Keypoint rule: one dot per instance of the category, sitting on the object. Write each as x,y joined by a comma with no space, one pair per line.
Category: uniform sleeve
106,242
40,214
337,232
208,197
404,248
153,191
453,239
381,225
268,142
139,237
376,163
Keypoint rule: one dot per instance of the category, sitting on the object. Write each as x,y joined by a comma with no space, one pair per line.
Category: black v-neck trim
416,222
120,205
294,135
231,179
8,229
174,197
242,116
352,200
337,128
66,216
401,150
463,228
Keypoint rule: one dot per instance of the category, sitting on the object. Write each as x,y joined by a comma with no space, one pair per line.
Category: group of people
-- -- --
_JOB_.
Please arrange the records above as a Markdown table with a "Row" column numbering each line and a "Line" column holding its text, leaving out any blank lines.

_PROBLEM SOLUTION_.
| Row | Line |
|---|---|
| 1 | Keypoint rule: one dot per instance of the category, sitting on the object. Write each as x,y joined by a comma with no space, one pair per line. |
| 2 | Category: uniform sleeve |
| 3 | 106,242 |
| 4 | 40,214 |
| 5 | 337,232 |
| 6 | 208,197 |
| 7 | 404,248 |
| 8 | 153,191 |
| 9 | 453,239 |
| 10 | 381,225 |
| 11 | 268,142 |
| 12 | 139,237 |
| 13 | 376,163 |
| 14 | Keypoint rule: one dot per instance of the category, sitting on the object. Write each as x,y joined by a comma with no space, one pair per line. |
| 15 | Category: black v-neck trim |
| 16 | 416,222 |
| 17 | 120,205 |
| 18 | 294,135 |
| 19 | 231,179 |
| 20 | 8,229 |
| 21 | 174,197 |
| 22 | 242,116 |
| 23 | 352,200 |
| 24 | 337,128 |
| 25 | 66,216 |
| 26 | 401,150 |
| 27 | 463,228 |
| 28 | Keypoint rule: one dot per instance of the category, sitting on the object. Write each as x,y joined by a comma with no space, one pair per line. |
| 29 | Category: group of people |